▶ _Assignment_: Of the entries below, return only those lines from the line with "If you could locate the grass" to the line with "If you could locate the green", exactly, both included.

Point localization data
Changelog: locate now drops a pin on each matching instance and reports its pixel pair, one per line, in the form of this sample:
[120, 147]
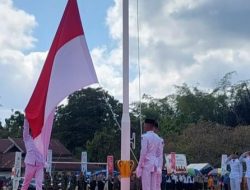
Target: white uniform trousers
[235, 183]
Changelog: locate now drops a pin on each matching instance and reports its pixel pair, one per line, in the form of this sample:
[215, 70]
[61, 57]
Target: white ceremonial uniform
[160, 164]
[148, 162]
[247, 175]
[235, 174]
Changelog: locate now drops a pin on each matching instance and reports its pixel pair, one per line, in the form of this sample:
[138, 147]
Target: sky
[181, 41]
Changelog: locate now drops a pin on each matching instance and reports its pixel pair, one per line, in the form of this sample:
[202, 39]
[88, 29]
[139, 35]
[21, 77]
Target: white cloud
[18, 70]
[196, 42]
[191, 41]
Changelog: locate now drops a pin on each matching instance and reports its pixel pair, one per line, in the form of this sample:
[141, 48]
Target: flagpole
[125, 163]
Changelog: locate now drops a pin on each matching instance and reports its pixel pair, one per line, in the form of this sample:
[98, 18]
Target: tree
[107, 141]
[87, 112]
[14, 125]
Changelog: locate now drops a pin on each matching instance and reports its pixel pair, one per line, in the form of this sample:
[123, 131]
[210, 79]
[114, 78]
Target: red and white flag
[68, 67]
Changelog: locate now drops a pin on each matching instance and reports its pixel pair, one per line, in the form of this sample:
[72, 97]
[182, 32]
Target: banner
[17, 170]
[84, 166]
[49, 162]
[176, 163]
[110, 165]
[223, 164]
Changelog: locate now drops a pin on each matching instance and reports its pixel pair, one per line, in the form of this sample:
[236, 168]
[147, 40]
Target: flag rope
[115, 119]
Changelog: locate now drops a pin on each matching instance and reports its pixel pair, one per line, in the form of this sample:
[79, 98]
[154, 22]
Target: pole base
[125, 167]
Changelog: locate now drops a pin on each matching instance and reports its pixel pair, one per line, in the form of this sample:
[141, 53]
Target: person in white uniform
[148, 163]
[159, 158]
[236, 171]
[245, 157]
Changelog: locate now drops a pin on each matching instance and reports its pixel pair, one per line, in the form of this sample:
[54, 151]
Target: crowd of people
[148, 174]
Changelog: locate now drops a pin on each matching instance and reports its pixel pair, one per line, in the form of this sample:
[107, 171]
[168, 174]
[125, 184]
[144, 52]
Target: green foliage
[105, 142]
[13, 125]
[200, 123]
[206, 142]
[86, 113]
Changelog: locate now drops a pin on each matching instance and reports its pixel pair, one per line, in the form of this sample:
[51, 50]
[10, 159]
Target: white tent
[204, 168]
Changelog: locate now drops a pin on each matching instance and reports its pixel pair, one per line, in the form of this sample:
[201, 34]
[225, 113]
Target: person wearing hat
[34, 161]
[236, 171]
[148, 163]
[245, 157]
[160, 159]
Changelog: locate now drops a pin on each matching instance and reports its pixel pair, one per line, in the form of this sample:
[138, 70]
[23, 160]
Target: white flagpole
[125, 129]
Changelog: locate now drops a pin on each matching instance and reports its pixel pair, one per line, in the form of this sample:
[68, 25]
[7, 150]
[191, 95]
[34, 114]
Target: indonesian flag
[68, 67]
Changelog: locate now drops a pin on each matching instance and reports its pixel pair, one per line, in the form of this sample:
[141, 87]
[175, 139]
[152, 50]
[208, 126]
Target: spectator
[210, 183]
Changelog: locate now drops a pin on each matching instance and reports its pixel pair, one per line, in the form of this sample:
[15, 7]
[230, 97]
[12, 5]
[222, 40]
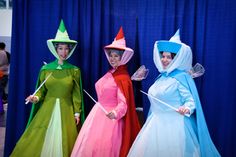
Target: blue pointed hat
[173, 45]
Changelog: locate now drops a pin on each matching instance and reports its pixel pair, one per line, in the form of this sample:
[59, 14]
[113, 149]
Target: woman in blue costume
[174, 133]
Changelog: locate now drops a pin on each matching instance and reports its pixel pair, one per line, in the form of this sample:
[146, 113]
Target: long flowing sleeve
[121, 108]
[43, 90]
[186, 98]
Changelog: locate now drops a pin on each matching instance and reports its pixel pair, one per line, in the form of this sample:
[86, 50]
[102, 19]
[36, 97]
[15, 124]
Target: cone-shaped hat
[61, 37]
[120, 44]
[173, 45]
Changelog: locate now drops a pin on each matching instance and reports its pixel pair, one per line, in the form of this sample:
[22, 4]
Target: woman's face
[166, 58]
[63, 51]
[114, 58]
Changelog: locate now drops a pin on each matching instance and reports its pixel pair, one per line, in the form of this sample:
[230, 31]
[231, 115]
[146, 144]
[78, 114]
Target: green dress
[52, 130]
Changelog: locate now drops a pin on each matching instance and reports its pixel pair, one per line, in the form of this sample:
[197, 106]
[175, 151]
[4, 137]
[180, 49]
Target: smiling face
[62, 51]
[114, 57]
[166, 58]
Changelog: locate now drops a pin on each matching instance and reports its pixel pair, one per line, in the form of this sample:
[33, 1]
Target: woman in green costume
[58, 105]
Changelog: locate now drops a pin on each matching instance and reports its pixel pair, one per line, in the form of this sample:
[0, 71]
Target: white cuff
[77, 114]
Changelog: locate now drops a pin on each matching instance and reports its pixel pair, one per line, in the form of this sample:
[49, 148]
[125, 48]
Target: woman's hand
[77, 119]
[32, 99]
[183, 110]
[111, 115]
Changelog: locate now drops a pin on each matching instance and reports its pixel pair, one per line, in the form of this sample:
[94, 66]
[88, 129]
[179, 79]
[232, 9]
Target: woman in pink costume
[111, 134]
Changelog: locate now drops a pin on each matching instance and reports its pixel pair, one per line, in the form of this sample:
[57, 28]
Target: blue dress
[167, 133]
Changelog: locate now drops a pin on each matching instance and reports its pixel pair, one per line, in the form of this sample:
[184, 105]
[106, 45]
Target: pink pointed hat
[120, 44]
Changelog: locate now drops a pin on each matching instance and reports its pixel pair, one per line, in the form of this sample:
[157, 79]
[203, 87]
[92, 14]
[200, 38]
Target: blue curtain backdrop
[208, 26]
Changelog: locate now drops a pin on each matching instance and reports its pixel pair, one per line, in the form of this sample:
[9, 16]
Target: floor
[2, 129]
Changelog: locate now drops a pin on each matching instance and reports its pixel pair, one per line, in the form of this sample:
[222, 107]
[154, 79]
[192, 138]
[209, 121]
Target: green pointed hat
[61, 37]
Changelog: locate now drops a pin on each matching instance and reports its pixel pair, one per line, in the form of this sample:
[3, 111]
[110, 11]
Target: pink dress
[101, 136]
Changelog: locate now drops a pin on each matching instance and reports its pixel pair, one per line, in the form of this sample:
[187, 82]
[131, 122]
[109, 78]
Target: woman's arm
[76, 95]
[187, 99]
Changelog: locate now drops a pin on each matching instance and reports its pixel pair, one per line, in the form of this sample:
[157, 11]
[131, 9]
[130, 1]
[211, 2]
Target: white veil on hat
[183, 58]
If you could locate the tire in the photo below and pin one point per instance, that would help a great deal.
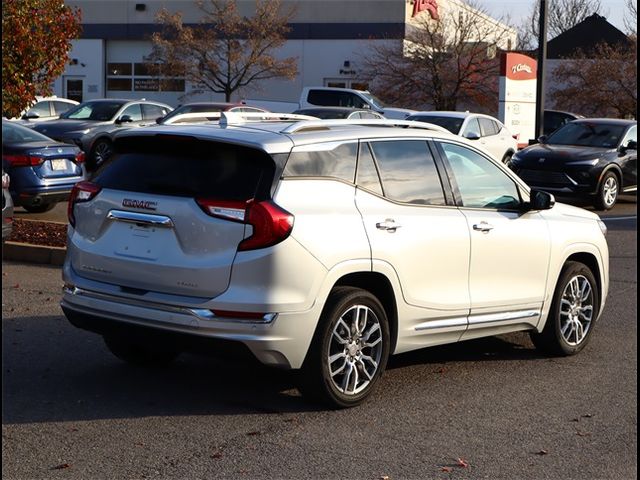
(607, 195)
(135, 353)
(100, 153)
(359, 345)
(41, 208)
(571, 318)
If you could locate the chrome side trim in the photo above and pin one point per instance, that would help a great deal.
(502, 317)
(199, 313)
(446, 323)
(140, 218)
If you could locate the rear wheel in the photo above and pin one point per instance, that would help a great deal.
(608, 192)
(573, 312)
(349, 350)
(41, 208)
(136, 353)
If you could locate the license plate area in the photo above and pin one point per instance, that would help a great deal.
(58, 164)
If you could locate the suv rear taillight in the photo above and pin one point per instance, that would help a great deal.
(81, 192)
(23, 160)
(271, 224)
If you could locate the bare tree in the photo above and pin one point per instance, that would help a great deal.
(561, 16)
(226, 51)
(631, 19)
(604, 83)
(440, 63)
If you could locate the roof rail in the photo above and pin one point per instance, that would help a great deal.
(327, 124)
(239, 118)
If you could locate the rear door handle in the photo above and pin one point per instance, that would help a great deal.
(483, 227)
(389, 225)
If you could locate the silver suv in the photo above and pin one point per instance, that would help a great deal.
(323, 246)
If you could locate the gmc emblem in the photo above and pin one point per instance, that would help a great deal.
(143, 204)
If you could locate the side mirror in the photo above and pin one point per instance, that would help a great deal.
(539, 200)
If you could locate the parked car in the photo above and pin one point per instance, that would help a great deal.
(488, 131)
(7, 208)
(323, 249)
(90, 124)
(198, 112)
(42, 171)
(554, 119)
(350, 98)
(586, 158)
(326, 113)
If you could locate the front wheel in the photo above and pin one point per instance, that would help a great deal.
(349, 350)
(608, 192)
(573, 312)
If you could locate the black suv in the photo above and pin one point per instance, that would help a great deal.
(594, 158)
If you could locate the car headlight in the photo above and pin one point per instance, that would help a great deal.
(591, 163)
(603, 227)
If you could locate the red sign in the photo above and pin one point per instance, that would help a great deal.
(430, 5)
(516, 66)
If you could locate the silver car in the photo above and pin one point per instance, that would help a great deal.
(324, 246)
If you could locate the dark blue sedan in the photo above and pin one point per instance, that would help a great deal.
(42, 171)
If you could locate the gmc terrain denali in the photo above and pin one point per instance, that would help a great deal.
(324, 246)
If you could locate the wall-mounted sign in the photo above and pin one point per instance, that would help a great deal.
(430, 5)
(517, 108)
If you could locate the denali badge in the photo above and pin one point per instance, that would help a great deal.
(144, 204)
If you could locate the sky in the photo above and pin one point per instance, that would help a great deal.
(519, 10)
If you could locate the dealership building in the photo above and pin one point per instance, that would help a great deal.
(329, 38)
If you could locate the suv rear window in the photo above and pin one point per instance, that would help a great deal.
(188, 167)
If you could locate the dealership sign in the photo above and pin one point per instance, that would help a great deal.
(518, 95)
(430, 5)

* * *

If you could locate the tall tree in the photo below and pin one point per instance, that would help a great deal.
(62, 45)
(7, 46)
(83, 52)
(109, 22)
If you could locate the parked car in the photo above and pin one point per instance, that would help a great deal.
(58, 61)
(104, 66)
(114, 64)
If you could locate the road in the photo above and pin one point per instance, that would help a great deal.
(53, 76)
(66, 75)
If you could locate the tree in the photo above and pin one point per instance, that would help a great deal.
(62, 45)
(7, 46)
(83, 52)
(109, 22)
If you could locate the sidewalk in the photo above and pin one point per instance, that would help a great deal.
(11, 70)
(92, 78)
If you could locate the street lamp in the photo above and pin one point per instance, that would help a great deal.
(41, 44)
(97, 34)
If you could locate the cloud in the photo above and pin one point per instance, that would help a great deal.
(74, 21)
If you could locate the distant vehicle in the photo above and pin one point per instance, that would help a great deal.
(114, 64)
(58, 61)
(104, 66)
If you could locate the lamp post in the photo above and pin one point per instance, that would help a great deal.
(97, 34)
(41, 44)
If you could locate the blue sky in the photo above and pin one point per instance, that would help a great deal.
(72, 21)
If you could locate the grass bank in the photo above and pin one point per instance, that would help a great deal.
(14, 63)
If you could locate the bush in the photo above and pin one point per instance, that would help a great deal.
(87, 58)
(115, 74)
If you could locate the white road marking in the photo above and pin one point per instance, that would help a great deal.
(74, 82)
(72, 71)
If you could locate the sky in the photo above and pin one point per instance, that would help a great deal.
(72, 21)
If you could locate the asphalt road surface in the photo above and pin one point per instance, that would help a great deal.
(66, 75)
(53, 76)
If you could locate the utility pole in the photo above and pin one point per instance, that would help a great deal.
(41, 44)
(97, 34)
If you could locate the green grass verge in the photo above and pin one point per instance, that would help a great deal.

--

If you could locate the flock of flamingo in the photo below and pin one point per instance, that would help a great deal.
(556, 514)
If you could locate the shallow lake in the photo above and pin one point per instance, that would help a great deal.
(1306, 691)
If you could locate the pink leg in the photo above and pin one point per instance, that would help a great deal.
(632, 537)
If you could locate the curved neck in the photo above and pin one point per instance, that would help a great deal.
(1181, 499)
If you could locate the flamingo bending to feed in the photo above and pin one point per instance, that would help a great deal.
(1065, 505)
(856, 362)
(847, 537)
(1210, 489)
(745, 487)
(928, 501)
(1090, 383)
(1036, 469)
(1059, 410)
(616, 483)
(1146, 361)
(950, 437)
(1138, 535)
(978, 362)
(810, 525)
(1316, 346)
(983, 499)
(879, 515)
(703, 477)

▶ _Answer box_:
If you could locate the grass bank in the photo above and pin one point per instance, that would help a great deal.
(14, 63)
If you could locate the bush in the photo above and pin one point per instance, that would help a great deal.
(87, 58)
(115, 74)
If you could locate the white road marking in the photo above and pin one point per instance, that would help a great deal.
(74, 82)
(72, 71)
If you could locate the sky in the photo above and pin one point per instance, that would help a great deal.
(72, 21)
If you could locate the asphalt road surface in the photo above and pin one point per instance, that would help a great deal.
(66, 75)
(53, 76)
If you could locate the utility pole in the photo above and pin one point per instance, that would help a great deal.
(41, 44)
(97, 34)
If you could locate the green grass verge in the photo above and pin one point per instance, that would help a great deal.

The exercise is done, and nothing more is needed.